Three structural limitations that define the boundary between copilots and agents

10 min read Foundations of Agentic HR

Why this framework matters

If you read one article in this academy, make it this one. The three problems described here – the session problem, the initiation problem, and the learning problem – form the structural boundary between AI that assists and AI that transforms. Every limitation you will encounter in evaluating HR technology can be traced back to one of these three problems. Every architectural decision about your AI stack is, at bottom, a decision about whether and how to solve them.

These are not product complaints. They are not gaps that a vendor’s next quarterly release will close. They are inherent properties of the copilot paradigm – a paradigm that assumes a human initiates, a machine responds within a session, and the interaction leaves no lasting trace. That paradigm works brilliantly for certain tasks. But it cannot deliver the outcomes that talent leaders increasingly need: proactive workforce optimization, continuous skill development, and organizational learning that compounds over time.

Problem 1: The session problem

The session problem is the most intuitive of the three. It states: a copilot’s context, memory, and continuity exist only while a user is actively interacting with it. When the session ends, everything evaporates.

To understand why this matters, consider the experience of Kwame, a VP of Engineering at a mid-size technology company. Kwame has 14 open roles across three teams. On Monday morning, he opens his HR copilot and asks for a prioritized view of his open positions. The copilot delivers a thoughtful analysis: two roles are critical-path for the Q3 release, three are near-duplicates that could be consolidated, and four have strong internal candidates. Kwame takes notes and moves on.

By Wednesday, two things have changed. A strong external candidate who was in the final stage for one role has accepted another offer, and an internal employee on Kwame’s team has posted a transfer request that makes them available for a different role. The copilot knows none of this – because no one asked. When Kwame returns on Friday to check progress, he starts from zero. He re-asks the same question, and the copilot re-performs the same analysis, unaware that the landscape has shifted.

* WHAT TO DO
a - Translate this sentence from the passage on copilots and agents into Spanish: "The session problem is the most intuitive of the three."
b - Write out the part of the passage on copilots and agents that opens with the words containing "Three structural limitations" and closes with "to solve them.".

* ENTRIES SHOWN
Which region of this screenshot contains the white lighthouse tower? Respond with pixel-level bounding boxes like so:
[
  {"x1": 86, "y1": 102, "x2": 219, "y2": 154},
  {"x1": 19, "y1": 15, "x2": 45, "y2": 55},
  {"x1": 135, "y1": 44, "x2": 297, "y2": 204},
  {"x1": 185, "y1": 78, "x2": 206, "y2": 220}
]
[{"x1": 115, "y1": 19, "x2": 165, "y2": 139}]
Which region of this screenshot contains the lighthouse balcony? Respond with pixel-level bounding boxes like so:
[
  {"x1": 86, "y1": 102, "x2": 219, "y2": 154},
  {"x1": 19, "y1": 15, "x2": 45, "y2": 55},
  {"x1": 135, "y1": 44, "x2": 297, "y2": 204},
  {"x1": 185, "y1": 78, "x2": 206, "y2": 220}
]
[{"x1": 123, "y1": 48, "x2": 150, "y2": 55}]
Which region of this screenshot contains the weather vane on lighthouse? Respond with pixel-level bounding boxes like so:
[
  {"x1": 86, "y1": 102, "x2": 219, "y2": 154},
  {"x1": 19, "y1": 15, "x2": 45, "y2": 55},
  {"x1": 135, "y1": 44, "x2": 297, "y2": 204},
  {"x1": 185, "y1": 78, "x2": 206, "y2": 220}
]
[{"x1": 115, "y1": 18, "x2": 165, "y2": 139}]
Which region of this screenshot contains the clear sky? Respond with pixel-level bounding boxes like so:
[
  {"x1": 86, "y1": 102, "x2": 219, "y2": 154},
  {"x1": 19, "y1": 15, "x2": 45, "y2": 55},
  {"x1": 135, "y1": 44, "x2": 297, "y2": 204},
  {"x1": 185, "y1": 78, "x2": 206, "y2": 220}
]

* RESPONSES BY ITEM NUMBER
a - El problema de la sesión es el más intuitivo de los tres.

b -
Three structural limitations that define the boundary between copilots and agents

10 min read Foundations of Agentic HR

Why this framework matters

If you read one article in this academy, make it this one. The three problems described here – the session problem, the initiation problem, and the learning problem – form the structural boundary between AI that assists and AI that transforms. Every limitation you will encounter in evaluating HR technology can be traced back to one of these three problems. Every architectural decision about your AI stack is, at bottom, a decision about whether and how to solve them.